═══ Provided entries ═══

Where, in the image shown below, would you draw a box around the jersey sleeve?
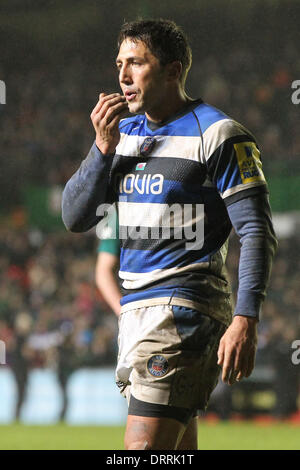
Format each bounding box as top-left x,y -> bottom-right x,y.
97,211 -> 120,256
207,119 -> 268,206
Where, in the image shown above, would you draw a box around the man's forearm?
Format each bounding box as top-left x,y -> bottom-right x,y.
228,194 -> 277,318
62,143 -> 113,232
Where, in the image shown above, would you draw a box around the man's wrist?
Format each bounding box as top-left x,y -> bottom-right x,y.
95,139 -> 116,155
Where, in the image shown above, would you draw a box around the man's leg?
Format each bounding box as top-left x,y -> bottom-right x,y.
176,416 -> 198,450
125,415 -> 185,450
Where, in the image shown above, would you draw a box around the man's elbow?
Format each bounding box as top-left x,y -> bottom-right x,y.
62,207 -> 85,233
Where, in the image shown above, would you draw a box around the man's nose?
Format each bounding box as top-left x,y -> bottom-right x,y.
119,66 -> 132,85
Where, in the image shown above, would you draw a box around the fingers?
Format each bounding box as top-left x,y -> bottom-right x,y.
91,93 -> 126,120
98,100 -> 128,126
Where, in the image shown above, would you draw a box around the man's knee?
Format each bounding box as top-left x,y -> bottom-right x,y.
125,415 -> 185,450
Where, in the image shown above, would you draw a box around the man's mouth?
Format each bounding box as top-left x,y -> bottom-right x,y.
124,91 -> 137,101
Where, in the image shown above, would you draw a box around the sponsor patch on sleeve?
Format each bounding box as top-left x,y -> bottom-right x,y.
234,142 -> 265,184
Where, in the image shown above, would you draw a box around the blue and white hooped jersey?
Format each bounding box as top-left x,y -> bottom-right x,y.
109,100 -> 267,323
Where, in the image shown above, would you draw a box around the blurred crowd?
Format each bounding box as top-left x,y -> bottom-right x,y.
0,2 -> 300,207
0,228 -> 117,418
0,228 -> 300,417
0,0 -> 300,418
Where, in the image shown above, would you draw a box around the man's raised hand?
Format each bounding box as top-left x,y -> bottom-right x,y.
91,93 -> 128,155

═══

Pull out every line of the material that contains the string "sleeve". Case matters.

» Exercise result:
Where, in the image shown below, would you draw a box around the jersey sleeve?
Where, in the image shown above, would you draw a box around the sponsor patch on sleeve?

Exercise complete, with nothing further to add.